- [Segmentation data]
___

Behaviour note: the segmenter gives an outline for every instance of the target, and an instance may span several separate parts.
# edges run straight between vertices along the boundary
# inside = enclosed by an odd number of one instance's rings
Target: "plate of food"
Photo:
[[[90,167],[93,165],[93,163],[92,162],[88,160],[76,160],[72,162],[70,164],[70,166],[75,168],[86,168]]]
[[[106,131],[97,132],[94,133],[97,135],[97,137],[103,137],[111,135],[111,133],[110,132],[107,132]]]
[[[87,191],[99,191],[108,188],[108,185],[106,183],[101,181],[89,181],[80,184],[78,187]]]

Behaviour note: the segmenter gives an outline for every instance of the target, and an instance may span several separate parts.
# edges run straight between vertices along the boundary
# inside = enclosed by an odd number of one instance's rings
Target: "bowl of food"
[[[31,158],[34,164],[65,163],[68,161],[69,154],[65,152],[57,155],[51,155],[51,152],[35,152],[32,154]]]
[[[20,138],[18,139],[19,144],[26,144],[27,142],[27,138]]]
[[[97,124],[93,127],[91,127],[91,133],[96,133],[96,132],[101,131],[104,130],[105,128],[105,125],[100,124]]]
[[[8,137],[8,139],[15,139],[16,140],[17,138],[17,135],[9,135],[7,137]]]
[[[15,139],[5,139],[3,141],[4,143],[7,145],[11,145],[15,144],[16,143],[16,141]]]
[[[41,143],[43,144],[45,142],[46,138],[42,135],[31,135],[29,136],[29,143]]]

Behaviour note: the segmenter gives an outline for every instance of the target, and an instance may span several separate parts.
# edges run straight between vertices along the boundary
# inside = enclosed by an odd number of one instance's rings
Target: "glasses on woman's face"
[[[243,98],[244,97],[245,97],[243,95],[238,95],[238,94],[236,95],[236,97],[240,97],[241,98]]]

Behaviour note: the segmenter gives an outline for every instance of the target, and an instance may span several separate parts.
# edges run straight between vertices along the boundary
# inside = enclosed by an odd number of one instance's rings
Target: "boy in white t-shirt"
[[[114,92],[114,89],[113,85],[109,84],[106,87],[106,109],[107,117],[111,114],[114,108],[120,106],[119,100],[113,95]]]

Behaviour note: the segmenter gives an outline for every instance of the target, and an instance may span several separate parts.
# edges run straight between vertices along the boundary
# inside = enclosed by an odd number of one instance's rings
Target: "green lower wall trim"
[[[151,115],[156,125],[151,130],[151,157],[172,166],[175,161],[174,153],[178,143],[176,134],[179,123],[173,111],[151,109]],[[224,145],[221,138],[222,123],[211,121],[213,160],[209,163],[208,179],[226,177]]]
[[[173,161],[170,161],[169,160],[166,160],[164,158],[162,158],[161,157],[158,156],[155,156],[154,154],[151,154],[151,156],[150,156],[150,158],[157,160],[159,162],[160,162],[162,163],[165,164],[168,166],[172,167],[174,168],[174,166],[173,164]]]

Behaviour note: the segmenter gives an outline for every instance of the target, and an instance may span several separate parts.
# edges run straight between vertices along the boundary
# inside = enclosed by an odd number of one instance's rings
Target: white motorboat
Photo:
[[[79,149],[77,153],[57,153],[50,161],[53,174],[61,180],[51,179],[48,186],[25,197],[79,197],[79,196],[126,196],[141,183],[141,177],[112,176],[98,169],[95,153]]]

___

Pick out every line of the items above that contains the word "white", and copy each such line. Letter case matters.

Target: "boy in white t-shirt"
Target: white motorboat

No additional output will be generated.